(Rows from a dataset)
--- Begin ---

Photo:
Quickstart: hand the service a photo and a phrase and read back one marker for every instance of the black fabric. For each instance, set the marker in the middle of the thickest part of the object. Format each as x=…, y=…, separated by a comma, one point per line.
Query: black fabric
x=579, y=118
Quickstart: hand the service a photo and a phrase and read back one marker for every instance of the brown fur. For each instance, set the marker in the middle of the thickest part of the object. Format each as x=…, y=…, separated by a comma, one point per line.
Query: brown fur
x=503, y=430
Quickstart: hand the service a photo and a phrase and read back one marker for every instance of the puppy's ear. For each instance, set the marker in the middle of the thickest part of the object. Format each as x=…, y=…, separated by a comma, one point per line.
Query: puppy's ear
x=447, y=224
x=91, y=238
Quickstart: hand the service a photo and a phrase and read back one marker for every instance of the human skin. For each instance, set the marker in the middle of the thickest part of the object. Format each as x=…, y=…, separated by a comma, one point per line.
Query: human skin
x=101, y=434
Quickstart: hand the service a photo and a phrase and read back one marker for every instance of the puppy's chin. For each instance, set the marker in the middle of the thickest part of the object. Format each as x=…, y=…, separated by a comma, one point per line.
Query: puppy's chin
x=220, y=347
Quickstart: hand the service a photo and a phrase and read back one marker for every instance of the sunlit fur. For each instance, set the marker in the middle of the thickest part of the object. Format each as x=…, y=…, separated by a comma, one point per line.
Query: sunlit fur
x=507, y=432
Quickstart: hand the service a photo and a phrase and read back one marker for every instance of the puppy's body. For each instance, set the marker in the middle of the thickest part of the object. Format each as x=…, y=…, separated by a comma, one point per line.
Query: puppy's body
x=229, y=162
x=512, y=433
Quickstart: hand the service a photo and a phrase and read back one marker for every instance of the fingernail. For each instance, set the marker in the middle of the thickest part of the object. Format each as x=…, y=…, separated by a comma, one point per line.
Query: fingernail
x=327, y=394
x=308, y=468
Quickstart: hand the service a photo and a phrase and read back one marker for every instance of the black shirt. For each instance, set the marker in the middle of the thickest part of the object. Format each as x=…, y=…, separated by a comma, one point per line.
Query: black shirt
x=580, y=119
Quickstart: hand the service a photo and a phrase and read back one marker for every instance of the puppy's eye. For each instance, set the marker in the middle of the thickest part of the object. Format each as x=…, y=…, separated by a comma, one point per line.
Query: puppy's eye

--- End ---

Task: Arrange the lines of the records into a numbered list, starting at the line containing "of the fingernail." and running up to and including the line containing "x=308, y=468". Omit any blank lines.

Task output:
1. Quickstart: hand the service a photo and a phrase and read back one marker for every instance of the fingernail. For each instance, set the marker in the middle of the thickest part of the object. Format each as x=…, y=…, separated by a comma, one point per line.
2. Query: fingernail
3. x=327, y=394
4. x=308, y=468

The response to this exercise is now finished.